About this exercise
The entries below are to be returned exactly. Include all of them.

[Stored items]
------------------------------------------------------------
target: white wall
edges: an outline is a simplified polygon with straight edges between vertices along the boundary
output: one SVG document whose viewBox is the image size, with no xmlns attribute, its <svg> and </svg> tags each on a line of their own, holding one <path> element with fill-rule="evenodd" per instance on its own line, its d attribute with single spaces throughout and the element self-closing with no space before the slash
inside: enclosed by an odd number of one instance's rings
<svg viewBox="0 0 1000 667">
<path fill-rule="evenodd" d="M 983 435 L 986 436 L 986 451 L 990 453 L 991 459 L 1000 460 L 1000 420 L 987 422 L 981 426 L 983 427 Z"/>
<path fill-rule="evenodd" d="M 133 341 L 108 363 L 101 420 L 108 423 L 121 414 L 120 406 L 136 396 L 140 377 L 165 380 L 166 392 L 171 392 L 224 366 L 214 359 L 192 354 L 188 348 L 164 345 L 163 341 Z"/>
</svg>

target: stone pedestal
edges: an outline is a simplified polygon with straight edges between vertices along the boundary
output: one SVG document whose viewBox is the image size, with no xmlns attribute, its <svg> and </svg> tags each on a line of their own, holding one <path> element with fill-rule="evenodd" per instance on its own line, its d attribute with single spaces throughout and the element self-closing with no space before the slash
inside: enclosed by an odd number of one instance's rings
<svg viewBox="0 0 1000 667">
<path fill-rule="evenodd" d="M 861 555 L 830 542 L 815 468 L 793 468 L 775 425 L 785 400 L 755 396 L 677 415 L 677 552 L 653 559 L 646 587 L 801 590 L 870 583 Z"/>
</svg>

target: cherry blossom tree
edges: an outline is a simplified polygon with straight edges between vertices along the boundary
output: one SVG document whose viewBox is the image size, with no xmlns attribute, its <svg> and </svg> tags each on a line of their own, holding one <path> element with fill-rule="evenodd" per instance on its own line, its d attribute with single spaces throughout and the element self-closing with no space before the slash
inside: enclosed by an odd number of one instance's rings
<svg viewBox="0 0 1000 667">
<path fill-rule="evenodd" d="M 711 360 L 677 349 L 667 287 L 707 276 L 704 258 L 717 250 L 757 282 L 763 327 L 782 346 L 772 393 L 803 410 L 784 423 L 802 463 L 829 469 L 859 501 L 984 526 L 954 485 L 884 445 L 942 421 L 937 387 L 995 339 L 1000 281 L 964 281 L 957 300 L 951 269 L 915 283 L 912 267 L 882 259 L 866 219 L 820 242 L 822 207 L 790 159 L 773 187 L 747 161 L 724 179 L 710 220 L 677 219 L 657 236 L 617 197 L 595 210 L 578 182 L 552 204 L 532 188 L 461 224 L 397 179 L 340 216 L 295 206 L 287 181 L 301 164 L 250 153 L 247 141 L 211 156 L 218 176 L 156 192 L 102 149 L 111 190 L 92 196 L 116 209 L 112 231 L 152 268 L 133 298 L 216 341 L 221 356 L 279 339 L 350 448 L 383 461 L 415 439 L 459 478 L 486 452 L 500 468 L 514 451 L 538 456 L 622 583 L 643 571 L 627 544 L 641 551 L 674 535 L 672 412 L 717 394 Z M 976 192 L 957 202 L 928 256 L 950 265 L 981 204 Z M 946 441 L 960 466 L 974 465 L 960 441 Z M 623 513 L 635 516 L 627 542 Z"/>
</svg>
------------------------------------------------------------
Expected output
target: white wall
edges: an outline is a simplified polygon with straight edges between vertices along the boundary
output: one SVG document whose viewBox is the image size, with no xmlns attribute, its <svg> and </svg> tags each on a line of their own, holding one <path> element with fill-rule="evenodd" per instance on its own line, its d attribute with single spaces throughout and the element self-closing with no space before the slash
inside: enclosed by an odd number of one instance's rings
<svg viewBox="0 0 1000 667">
<path fill-rule="evenodd" d="M 983 435 L 986 436 L 986 451 L 990 453 L 991 459 L 1000 460 L 1000 420 L 987 422 L 981 426 L 983 427 Z"/>
<path fill-rule="evenodd" d="M 133 341 L 108 363 L 101 420 L 108 423 L 121 414 L 120 406 L 136 396 L 140 377 L 165 380 L 166 392 L 171 392 L 224 366 L 214 359 L 192 354 L 188 348 L 164 345 L 163 341 Z"/>
</svg>

target: stone pedestal
edges: an outline is a simplified polygon with straight edges between vertices along the boundary
output: one SVG document whose viewBox is the image size, with no xmlns attribute, its <svg> and </svg> tags each on a line of their own, holding one <path> element with fill-rule="evenodd" per instance on its own line, its d attribute with single spaces throughout and the element self-closing with no space before the slash
inside: enclosed by an odd number of one instance's rings
<svg viewBox="0 0 1000 667">
<path fill-rule="evenodd" d="M 861 555 L 830 542 L 815 468 L 793 468 L 775 425 L 785 400 L 755 396 L 677 415 L 677 552 L 653 559 L 646 587 L 801 590 L 870 583 Z"/>
</svg>

target: cherry blossom tree
edges: an outline is a simplified polygon with straight edges between vertices along the boundary
output: one SVG document whose viewBox is the image size, with no xmlns attribute, its <svg> and </svg> tags each on a line of their own, holding one <path> element with fill-rule="evenodd" per instance on its own line, its d attribute with single spaces throughout and the element self-closing with no space before the slash
inside: enclosed by an odd number of one instance's rings
<svg viewBox="0 0 1000 667">
<path fill-rule="evenodd" d="M 711 360 L 677 349 L 667 287 L 707 276 L 704 258 L 717 250 L 757 282 L 763 327 L 782 346 L 772 393 L 803 410 L 784 423 L 802 463 L 829 469 L 859 501 L 984 526 L 954 485 L 884 445 L 942 421 L 937 387 L 995 339 L 1000 281 L 964 281 L 957 300 L 951 269 L 915 283 L 912 267 L 882 259 L 866 219 L 820 242 L 822 207 L 790 159 L 773 187 L 747 161 L 724 179 L 710 220 L 677 219 L 657 236 L 617 197 L 595 210 L 578 182 L 552 204 L 532 188 L 461 224 L 397 179 L 340 216 L 295 206 L 287 181 L 301 164 L 250 153 L 247 141 L 211 156 L 218 176 L 156 192 L 102 149 L 111 190 L 92 196 L 116 209 L 112 231 L 152 268 L 133 298 L 216 341 L 221 356 L 279 339 L 350 448 L 383 461 L 415 439 L 459 478 L 486 452 L 500 468 L 514 451 L 538 456 L 622 583 L 643 571 L 627 544 L 641 551 L 674 535 L 672 412 L 717 394 Z M 976 192 L 957 202 L 928 256 L 950 265 L 981 204 Z M 946 441 L 960 466 L 974 465 L 960 441 Z M 623 513 L 635 516 L 627 542 Z"/>
</svg>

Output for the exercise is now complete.